TASK PROMPT »
Can you edit these records so that "rock wall" becomes "stone wall" everywhere, with nothing else changed and the pictures left out of your answer?

[Dataset rows on where objects appear]
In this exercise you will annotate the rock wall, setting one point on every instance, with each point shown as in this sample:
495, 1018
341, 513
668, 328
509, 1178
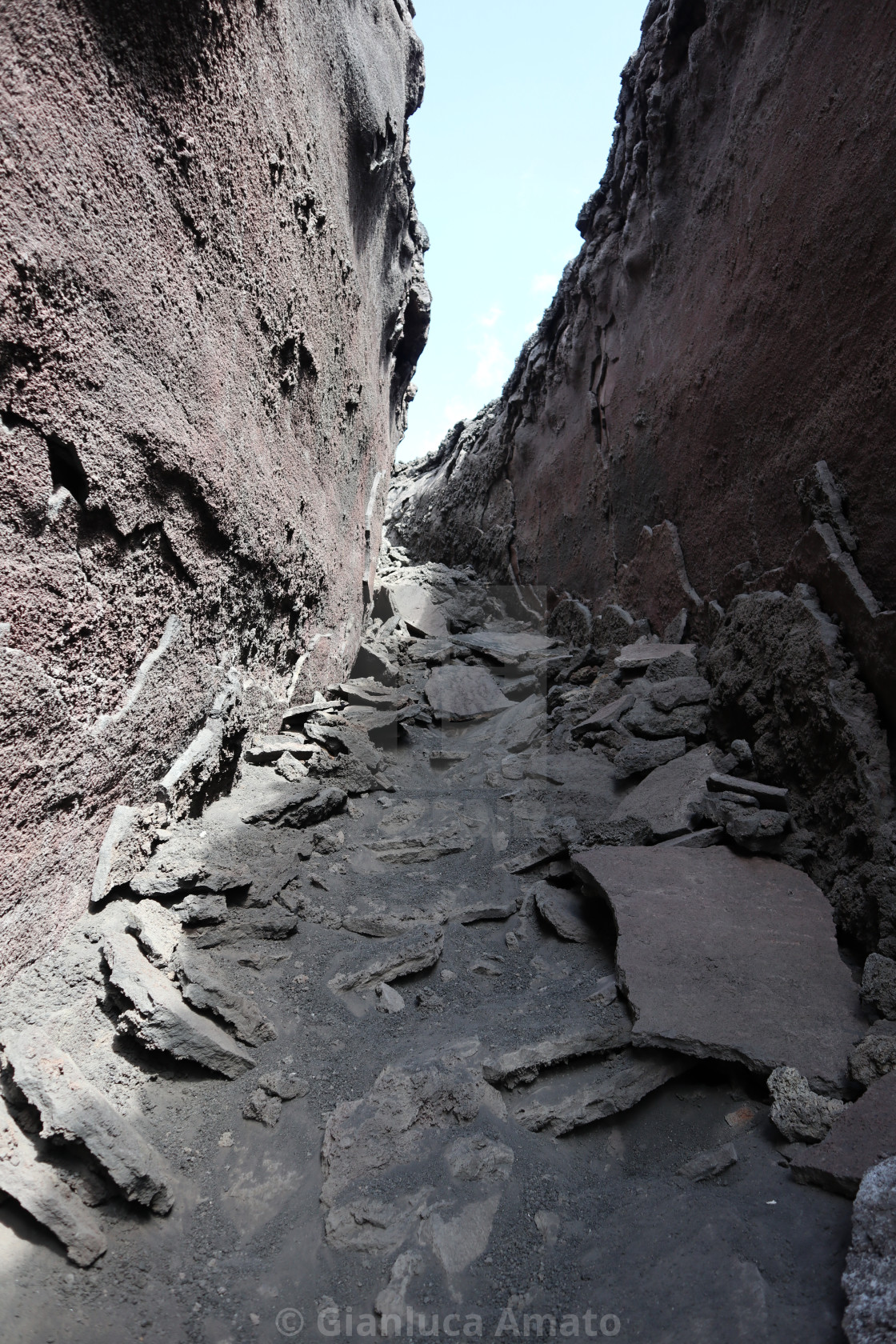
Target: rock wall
213, 302
727, 324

PROBLEM SOLUTION »
In this exercise you will annotate the stone wall, setting one point on every instance, with each point shown as in this sample:
495, 1018
341, 513
668, 328
509, 1178
Target: stone wall
213, 302
727, 324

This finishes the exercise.